• _Excerpted text_:
You should be able to view it for free if you sign up for their program
Thanks, I've read the paper online at JSTOR now.

In it Horn and Wood talk about three points that relate to the topic discussed here:

  • Intercalary months:
    Horn and Wood conclude that they are not yet in a position to prove that the Jews used only a second Adar but never a second Ulul. This seems plausible to them, but they don't see it as proven.

    They provide a table which relates the dates found in the papyri to Julian dates. No date from 445 BC or 444 BC is available, but Kislev 2 446 BC is dated to Nov. 17/18 or Nov. 18/19 which is in line with the table from Parker & Dubberstein's Babylonian Chronology. Ab 14 440 BC is dated to Aug. 25/26 or Aug. 26/27 which is also (roughly, off by 2 to 4 days) in line with Parker & Dubberstein's table.

    I think that from the available dates it cannot be definitely proven that an intercalary month of a second Adar had been added by the Jews of Elephantine in 445 BC, because the papyri don't contain any date from 445 BC, but this shows that the Jews of Elephantine must have added three intercalary months in the period from Ab 440 to Kislev 446, because otherwise their calendar would not be in line with the calendar tables shown in the Babylonian Chronicles which have a second Adar in 445 BC, 443 BC and 440 BC.

• _Material provided_:
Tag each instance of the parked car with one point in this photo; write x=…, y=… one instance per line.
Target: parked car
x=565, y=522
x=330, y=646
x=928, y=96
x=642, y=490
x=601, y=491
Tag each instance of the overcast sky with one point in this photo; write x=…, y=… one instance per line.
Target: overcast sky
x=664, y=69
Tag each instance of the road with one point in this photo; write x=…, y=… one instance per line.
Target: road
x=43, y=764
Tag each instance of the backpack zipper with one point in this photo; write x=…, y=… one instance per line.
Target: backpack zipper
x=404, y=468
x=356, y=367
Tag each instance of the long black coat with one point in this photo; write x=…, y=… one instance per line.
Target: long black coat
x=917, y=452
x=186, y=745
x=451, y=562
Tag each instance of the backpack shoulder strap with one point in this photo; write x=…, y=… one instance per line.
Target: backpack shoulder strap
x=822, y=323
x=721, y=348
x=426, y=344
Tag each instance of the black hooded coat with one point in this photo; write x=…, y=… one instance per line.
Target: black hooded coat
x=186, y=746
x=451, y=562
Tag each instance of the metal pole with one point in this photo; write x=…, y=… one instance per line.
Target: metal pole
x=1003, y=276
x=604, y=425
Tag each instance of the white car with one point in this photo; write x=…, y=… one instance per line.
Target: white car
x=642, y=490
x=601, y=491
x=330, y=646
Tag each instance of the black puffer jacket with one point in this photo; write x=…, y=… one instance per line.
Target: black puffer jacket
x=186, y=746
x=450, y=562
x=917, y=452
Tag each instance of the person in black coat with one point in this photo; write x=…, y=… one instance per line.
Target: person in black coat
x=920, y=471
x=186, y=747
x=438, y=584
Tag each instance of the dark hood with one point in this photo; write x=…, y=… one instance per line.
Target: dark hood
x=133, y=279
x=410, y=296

• _Work instructions_:
1 > Decide whether each of these statements agrees with the text on Horn and Wood's paper, answering yes or no and quoting the deciding words: (a) Horn and Wood consider it proven that the Jews used only a second Adar and never a second Ulul. (b) The papyri hold no date from 445 BC. (c) Kislev 2 446 BC is dated to Nov. 17/18 or Nov. 18/19.
2 > Update the passage of the text on Horn and Wood's paper, everything from "They provide a" down to "Parker & Dubberstein's table.", and write it out again with "papyri" changed to "documents".

• _Expected answers_:
1 >
(a) No: "This seems plausible to them, but they don't see it as proven."
(b) Yes: "No date from 445 BC or 444 BC is available"
(c) Yes: "Kislev 2 446 BC is dated to Nov. 17/18 or Nov. 18/19"

2 >
They provide a table which relates the dates found in the documents to Julian dates. No date from 445 BC or 444 BC is available, but Kislev 2 446 BC is dated to Nov. 17/18 or Nov. 18/19 which is in line with the table from Parker & Dubberstein's Babylonian Chronology. Ab 14 440 BC is dated to Aug. 25/26 or Aug. 26/27 which is also (roughly, off by 2 to 4 days) in line with Parker & Dubberstein's table.